What's needed is a full, exact retyping of the records.
━━━━━━━━━━━━━━━━━━━━━━━━━━━━━━
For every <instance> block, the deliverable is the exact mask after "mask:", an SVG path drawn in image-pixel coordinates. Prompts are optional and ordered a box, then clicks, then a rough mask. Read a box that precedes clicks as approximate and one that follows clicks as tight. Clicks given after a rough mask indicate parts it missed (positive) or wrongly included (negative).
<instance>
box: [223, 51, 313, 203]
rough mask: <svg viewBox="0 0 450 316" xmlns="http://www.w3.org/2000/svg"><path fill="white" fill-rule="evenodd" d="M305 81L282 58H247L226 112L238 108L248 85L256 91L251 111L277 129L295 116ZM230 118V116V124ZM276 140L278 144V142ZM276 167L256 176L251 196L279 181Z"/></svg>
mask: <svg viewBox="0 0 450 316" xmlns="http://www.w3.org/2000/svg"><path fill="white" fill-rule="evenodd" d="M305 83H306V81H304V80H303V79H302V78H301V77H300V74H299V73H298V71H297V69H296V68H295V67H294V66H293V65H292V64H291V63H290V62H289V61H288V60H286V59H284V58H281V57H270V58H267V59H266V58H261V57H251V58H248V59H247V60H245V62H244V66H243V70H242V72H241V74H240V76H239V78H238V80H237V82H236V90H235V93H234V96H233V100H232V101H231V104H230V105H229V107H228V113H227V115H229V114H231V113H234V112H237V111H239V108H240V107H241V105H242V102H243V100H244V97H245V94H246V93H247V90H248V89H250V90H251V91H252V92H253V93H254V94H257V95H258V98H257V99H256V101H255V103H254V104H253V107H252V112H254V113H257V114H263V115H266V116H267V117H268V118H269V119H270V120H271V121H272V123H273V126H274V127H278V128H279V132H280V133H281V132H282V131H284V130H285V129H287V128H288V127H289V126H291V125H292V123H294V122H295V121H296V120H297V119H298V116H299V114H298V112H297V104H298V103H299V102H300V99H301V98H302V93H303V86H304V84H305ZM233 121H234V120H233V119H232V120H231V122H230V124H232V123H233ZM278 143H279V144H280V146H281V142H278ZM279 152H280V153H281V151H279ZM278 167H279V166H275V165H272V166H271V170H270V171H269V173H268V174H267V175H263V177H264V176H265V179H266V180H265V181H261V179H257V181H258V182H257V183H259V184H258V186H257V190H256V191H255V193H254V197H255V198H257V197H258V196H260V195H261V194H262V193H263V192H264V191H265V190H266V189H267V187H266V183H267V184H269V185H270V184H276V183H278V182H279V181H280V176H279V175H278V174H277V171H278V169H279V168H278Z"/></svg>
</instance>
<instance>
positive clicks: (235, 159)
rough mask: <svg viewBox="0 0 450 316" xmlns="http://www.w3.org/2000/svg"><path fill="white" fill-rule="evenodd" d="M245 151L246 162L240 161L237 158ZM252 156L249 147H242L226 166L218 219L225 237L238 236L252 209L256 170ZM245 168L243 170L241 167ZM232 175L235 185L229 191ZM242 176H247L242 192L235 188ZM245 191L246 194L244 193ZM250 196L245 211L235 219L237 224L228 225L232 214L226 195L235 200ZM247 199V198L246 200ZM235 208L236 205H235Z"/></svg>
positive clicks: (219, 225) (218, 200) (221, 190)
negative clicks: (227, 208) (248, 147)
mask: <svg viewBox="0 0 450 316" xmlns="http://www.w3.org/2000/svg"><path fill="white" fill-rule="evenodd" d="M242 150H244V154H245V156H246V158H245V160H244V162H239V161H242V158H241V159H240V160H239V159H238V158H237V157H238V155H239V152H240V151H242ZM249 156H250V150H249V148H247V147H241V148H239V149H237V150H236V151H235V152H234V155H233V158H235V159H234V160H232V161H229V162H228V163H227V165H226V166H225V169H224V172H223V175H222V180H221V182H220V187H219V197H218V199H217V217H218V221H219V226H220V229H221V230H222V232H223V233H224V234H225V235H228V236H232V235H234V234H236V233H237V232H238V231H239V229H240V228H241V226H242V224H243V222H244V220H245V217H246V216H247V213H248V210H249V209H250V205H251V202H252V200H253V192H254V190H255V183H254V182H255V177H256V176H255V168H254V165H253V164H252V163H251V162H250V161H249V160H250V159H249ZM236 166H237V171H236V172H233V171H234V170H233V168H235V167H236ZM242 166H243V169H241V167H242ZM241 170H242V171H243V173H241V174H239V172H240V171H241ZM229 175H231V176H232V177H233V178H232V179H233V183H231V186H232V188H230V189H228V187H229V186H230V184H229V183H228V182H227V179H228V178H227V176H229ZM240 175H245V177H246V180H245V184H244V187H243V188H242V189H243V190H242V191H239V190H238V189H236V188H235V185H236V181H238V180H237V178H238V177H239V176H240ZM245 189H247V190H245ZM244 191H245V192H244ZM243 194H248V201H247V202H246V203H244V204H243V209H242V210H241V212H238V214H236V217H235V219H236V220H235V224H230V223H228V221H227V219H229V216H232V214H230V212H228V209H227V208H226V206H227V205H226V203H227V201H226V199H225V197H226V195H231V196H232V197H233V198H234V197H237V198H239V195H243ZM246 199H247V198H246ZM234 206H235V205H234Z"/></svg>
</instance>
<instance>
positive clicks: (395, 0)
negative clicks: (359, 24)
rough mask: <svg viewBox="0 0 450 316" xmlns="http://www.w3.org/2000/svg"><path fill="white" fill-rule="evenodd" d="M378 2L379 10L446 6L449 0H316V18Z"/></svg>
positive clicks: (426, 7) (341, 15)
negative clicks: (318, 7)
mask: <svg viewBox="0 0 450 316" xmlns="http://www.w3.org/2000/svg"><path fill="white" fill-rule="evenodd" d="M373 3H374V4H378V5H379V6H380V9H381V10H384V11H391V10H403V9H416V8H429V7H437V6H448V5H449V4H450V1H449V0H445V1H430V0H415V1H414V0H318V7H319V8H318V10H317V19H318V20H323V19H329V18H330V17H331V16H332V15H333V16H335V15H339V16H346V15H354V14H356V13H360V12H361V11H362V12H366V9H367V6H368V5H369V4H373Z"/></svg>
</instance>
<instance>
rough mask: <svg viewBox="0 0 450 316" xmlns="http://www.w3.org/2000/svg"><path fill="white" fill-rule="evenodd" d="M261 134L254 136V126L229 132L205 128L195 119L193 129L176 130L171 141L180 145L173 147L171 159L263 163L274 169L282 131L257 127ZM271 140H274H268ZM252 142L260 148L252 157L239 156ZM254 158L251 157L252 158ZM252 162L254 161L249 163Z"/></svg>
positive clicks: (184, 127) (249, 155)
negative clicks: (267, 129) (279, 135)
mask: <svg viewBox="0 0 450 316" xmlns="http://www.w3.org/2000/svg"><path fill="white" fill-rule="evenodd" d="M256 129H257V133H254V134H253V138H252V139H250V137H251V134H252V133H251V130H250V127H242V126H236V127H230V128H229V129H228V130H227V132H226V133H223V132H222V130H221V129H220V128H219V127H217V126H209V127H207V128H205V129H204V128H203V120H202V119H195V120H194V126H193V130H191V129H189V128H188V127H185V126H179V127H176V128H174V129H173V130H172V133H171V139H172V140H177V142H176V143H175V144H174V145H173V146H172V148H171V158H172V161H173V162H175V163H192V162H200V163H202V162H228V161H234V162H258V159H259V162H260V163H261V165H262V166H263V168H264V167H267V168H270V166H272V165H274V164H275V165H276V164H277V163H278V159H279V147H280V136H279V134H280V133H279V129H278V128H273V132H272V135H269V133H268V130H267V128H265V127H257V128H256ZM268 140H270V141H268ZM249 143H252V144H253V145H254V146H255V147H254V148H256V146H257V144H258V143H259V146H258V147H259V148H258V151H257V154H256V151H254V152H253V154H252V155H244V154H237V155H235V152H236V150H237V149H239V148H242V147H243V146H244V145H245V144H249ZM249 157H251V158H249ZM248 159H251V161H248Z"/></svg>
━━━━━━━━━━━━━━━━━━━━━━━━━━━━━━
**EXPECTED ANSWER**
For every <instance> block, the deliverable is the exact mask after "mask:", an SVG path drawn in image-pixel coordinates. Prompts are optional and ordered a box, then clicks, then a rough mask. Read a box that precedes clicks as approximate and one that follows clicks as tight. Clicks given after a rough mask indicate parts it missed (positive) or wrongly included (negative).
<instance>
box: [223, 51, 313, 203]
rough mask: <svg viewBox="0 0 450 316" xmlns="http://www.w3.org/2000/svg"><path fill="white" fill-rule="evenodd" d="M305 81L282 58H247L226 112L238 108L248 85L256 91L251 111L277 129L295 116ZM230 118V116V124ZM276 140L278 144V142ZM276 167L256 176L251 196L279 181Z"/></svg>
mask: <svg viewBox="0 0 450 316" xmlns="http://www.w3.org/2000/svg"><path fill="white" fill-rule="evenodd" d="M305 83H306V81H304V80H303V79H302V78H301V77H300V74H299V73H298V71H297V69H296V68H295V67H294V66H293V65H292V64H291V63H290V62H289V61H288V60H286V59H284V58H281V57H270V58H267V59H266V58H261V57H251V58H248V59H247V60H245V62H244V66H243V70H242V72H241V74H240V76H239V78H238V80H237V82H236V90H235V93H234V96H233V100H232V101H231V104H230V105H229V107H228V113H227V115H229V114H231V113H234V112H237V111H239V108H240V107H241V105H242V102H243V100H244V97H245V94H246V93H247V90H248V89H250V90H251V91H252V92H253V93H254V94H257V95H258V98H257V99H256V101H255V103H254V104H253V107H252V112H254V113H257V114H263V115H266V116H267V117H268V118H269V119H270V120H271V121H272V123H273V126H274V127H278V128H279V132H280V133H281V132H282V131H284V130H285V129H287V128H288V127H289V126H291V125H292V123H294V122H295V121H296V120H297V119H298V116H299V114H298V112H297V104H298V103H299V102H300V99H301V98H302V93H303V86H304V84H305ZM233 121H234V120H233V119H232V120H231V122H230V124H232V123H233ZM278 143H279V144H280V146H281V142H278ZM279 152H280V153H281V151H279ZM278 167H279V166H275V165H272V166H271V170H270V171H269V173H268V174H267V175H263V177H264V176H265V179H266V180H265V181H261V179H257V181H258V182H257V183H259V184H258V186H257V190H256V191H255V193H254V197H255V198H257V197H258V196H260V195H261V194H262V193H263V192H264V191H265V190H266V189H267V187H266V183H267V184H269V185H270V184H276V183H278V182H279V181H280V176H279V175H278V174H277V171H278V169H279V168H278Z"/></svg>
</instance>
<instance>
positive clicks: (235, 159)
rough mask: <svg viewBox="0 0 450 316" xmlns="http://www.w3.org/2000/svg"><path fill="white" fill-rule="evenodd" d="M245 151L246 162L240 161L237 158ZM252 156L249 147H242L226 166L218 219L225 237L238 236L252 209L256 170ZM245 168L243 170L241 167ZM232 175L235 185L229 191ZM242 176H247L242 192L235 188ZM245 191L246 194L244 193ZM250 196L245 211L235 219L237 224L228 225L232 214L226 195L235 200ZM247 199V198L246 200ZM235 208L236 205H235Z"/></svg>
positive clicks: (219, 225) (218, 200) (221, 190)
negative clicks: (227, 208) (248, 147)
mask: <svg viewBox="0 0 450 316" xmlns="http://www.w3.org/2000/svg"><path fill="white" fill-rule="evenodd" d="M242 150H244V154H245V156H246V158H245V160H244V162H239V161H242V158H241V159H240V160H239V159H238V158H237V157H238V155H239V152H240V151H242ZM249 156H250V150H249V148H247V147H241V148H239V149H237V150H236V151H235V152H234V155H233V158H235V159H234V160H232V161H229V162H228V163H227V165H226V166H225V169H224V172H223V175H222V180H221V182H220V187H219V197H218V199H217V217H218V221H219V226H220V229H221V230H222V232H223V233H224V234H225V235H228V236H232V235H234V234H236V233H237V232H238V231H239V229H240V228H241V226H242V224H243V222H244V220H245V217H246V216H247V213H248V210H249V209H250V205H251V202H252V200H253V192H254V190H255V183H254V182H255V177H256V176H255V168H254V165H253V164H252V163H251V162H250V161H249V160H250V159H249ZM236 166H237V171H236V172H233V171H234V170H233V168H235V167H236ZM242 166H243V169H241V167H242ZM241 170H242V171H243V173H241V174H239V172H240V171H241ZM229 175H231V176H232V177H233V178H232V179H233V183H231V186H232V188H230V189H228V187H229V186H230V184H229V183H228V182H227V179H228V178H227V176H229ZM240 175H245V177H246V180H245V184H244V187H243V188H242V189H243V190H242V191H239V190H238V189H236V188H235V185H236V181H238V180H237V178H238V177H239V176H240ZM245 189H247V190H245ZM244 191H245V192H244ZM243 194H248V201H247V202H246V203H244V204H243V209H242V210H241V212H238V214H236V217H235V219H236V220H235V224H230V223H228V221H227V219H229V216H232V214H230V212H228V209H227V208H226V206H227V205H226V203H227V201H226V199H225V197H226V195H231V196H232V197H233V198H234V197H237V198H239V195H243ZM246 199H247V198H246ZM234 206H235V205H234Z"/></svg>
</instance>
<instance>
positive clicks: (395, 0)
negative clicks: (359, 24)
rough mask: <svg viewBox="0 0 450 316" xmlns="http://www.w3.org/2000/svg"><path fill="white" fill-rule="evenodd" d="M378 2L379 10L446 6L449 0H316V18Z"/></svg>
positive clicks: (426, 7) (341, 15)
negative clicks: (318, 7)
mask: <svg viewBox="0 0 450 316" xmlns="http://www.w3.org/2000/svg"><path fill="white" fill-rule="evenodd" d="M373 3H374V4H378V5H379V6H380V9H381V10H384V11H391V10H403V9H416V8H429V7H437V6H448V5H449V4H450V1H449V0H445V1H430V0H415V1H414V0H318V7H319V8H318V10H317V19H318V20H323V19H329V18H330V17H331V16H332V15H333V16H335V15H339V16H346V15H354V14H356V13H360V12H361V11H362V12H366V9H367V6H368V5H369V4H373Z"/></svg>
</instance>
<instance>
rough mask: <svg viewBox="0 0 450 316" xmlns="http://www.w3.org/2000/svg"><path fill="white" fill-rule="evenodd" d="M261 134L254 136V126L229 132L205 128L195 119L193 129L176 130L171 141L180 145L173 147L171 159L263 163L274 169L282 131L257 127ZM271 140H274H268ZM252 142L260 148L252 157L239 156ZM254 158L251 157L252 158ZM252 162L254 161L249 163Z"/></svg>
positive clicks: (184, 127) (249, 155)
negative clicks: (267, 129) (279, 135)
mask: <svg viewBox="0 0 450 316" xmlns="http://www.w3.org/2000/svg"><path fill="white" fill-rule="evenodd" d="M256 129H257V133H254V134H253V138H252V139H250V137H251V134H252V133H251V130H250V127H242V126H236V127H230V128H229V129H228V130H227V132H226V133H223V132H222V130H221V129H220V128H219V127H217V126H209V127H207V128H205V129H204V128H203V120H202V119H195V120H194V126H193V130H191V129H189V128H188V127H185V126H179V127H176V128H174V129H173V130H172V133H171V139H172V140H177V142H176V143H175V144H174V145H173V146H172V148H171V158H172V161H173V162H175V163H192V162H200V163H202V162H228V161H234V162H258V159H259V162H260V163H261V165H262V166H263V168H264V167H267V168H270V166H272V165H274V164H275V165H276V164H277V163H278V159H279V147H280V136H279V134H280V133H279V129H278V128H273V132H272V135H269V133H268V130H267V128H265V127H257V128H256ZM268 140H270V141H268ZM249 143H252V144H253V145H254V146H255V147H254V148H256V146H257V144H258V143H259V146H258V147H259V148H258V151H257V154H256V151H254V152H253V154H252V155H244V154H237V155H235V152H236V150H237V149H239V148H242V147H243V146H244V145H245V144H249ZM249 157H251V158H249ZM248 159H251V161H248Z"/></svg>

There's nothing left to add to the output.